The brilliance of this book is indescribable. Brit Bennett holds a master class with this poignant and subtle rendition on race, gender, economic inequality and privilege. I particularly loved the character of Reese, a trans man going through gender affirming surgery. The relationship between Reese and Jude is tender and intimate as they discover love, respect and kindness for each other.

The book which has won Goodreads choice award and long listed for National book award is a compassionate telling of onerous issues. The writing has a subtext of poetic melancholy. The words of Brit Bennett are so powerful, they can echo your hidden fears and prejudices and at times subsume differences.

“Gratitude only emphasized the depth of your lack, so she tried to hide it.”

“You could drown in two inches of water. Maybe grief was the same.”

Ingenious!

~ JUST A GAY BOY. 🥲

The guest list by Lucy Foley

This book is a Whodunit thriller. However unlike other books in this genre, Lucy Foley keeps the narration slow paced and meandering at times. The premise is that of a wedding, between the famous and fabulous couple, Jules and Will, all set to happen on a remote, desolate and eerie island off the coast of Ireland. The island is notorious for it’s macabre historical folklore and so are the wedding guests who bring in their own insecurities, fears and malevolence. What follows is a rigmarole of emotions amidst the wedding shenanigans leading to a murder. Apart from the main protagonists, the story is narrated through various other characters, prominent being Olivia (Jules’ step sister), Hannah (the plus one) and Aoife (the wedding planner). The book is atmospheric. A sense of foreboding prevails all through.

Through this story, Lucy Foley, tackles difficult issues such as bullying, sexual assault and chauvinism. It also explores the hardly-discussed fact that how someone’s good looks can be a real privilege in this world. How a person’s beauty can be a ticket to entitlement and an indubitable path to exoneration.

- Information shown:
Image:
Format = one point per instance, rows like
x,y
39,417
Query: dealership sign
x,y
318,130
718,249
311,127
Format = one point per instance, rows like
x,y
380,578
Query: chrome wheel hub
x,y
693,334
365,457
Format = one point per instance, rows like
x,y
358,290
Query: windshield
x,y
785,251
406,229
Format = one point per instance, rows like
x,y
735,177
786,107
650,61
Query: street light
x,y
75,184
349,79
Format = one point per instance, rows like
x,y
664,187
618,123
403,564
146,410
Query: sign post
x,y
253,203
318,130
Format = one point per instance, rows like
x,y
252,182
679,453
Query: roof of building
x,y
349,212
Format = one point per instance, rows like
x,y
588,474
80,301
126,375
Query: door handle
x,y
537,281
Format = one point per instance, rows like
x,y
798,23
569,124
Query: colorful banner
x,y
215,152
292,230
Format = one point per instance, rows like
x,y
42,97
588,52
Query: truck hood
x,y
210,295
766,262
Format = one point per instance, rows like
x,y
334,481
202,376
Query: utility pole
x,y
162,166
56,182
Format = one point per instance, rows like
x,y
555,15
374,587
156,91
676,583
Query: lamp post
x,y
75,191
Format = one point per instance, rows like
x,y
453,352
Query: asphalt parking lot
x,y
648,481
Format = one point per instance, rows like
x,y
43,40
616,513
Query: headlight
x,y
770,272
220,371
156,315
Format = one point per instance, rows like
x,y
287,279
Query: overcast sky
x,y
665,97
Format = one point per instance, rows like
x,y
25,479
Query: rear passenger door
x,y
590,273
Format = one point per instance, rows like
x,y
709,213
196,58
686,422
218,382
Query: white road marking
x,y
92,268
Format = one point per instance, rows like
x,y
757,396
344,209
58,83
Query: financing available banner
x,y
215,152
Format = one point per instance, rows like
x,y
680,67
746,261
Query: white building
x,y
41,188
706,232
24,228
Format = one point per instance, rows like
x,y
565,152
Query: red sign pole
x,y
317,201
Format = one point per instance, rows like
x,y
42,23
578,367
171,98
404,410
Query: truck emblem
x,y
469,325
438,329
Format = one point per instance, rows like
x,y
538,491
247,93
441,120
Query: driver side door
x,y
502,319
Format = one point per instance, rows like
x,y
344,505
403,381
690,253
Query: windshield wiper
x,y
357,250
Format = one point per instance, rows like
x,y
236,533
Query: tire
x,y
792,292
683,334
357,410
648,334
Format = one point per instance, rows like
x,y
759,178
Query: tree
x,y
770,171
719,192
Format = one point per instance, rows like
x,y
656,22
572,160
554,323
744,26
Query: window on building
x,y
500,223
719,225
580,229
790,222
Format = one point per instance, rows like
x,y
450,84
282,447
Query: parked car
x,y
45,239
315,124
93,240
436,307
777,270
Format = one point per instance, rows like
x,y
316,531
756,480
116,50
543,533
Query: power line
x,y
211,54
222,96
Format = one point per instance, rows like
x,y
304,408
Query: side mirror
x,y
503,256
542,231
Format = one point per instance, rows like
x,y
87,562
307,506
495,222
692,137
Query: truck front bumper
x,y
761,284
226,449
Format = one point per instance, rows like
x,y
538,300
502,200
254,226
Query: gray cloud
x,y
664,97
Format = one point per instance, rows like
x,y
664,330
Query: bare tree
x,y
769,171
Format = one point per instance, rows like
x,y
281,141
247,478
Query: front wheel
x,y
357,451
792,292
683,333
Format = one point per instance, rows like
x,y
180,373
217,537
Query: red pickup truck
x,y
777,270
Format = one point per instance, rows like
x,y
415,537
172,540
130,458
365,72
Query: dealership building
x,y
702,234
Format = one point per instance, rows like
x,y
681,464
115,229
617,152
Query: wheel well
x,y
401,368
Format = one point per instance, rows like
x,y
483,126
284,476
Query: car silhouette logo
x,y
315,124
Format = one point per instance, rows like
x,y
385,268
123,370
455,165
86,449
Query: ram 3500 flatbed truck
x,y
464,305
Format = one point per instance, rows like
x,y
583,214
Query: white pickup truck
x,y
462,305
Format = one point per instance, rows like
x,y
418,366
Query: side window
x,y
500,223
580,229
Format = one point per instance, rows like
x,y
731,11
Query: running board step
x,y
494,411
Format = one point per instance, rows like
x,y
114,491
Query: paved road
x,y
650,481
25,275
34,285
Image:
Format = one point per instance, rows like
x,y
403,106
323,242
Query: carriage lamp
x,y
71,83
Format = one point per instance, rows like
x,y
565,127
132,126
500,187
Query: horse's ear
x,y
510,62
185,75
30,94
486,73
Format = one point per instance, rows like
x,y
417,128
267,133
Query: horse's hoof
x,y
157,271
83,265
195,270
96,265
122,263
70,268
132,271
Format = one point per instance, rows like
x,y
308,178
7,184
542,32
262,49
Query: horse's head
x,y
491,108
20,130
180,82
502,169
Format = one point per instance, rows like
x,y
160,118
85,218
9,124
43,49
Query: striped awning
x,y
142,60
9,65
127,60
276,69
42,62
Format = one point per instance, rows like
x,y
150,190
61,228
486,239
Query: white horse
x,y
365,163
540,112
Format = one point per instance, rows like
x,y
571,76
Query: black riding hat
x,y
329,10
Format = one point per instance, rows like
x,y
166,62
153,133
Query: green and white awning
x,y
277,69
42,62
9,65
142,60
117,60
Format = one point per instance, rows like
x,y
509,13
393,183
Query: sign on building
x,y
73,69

- Work task 1:
Name every character mentioned by name in the book reviews.
- Work task 2:
From the book reviews, please extract the passage that begins at the words "Through this story, Lucy" and stops after "path to exoneration.".

- Task result 1:
Reese, Jude, Jules, Will, Olivia, Hannah, Aoife

- Task result 2:
Through this story, Lucy Foley, tackles difficult issues such as bullying, sexual assault and chauvinism. It also explores the hardly-discussed fact that how someone’s good looks can be a real privilege in this world. How a person’s beauty can be a ticket to entitlement and an indubitable path to exoneration.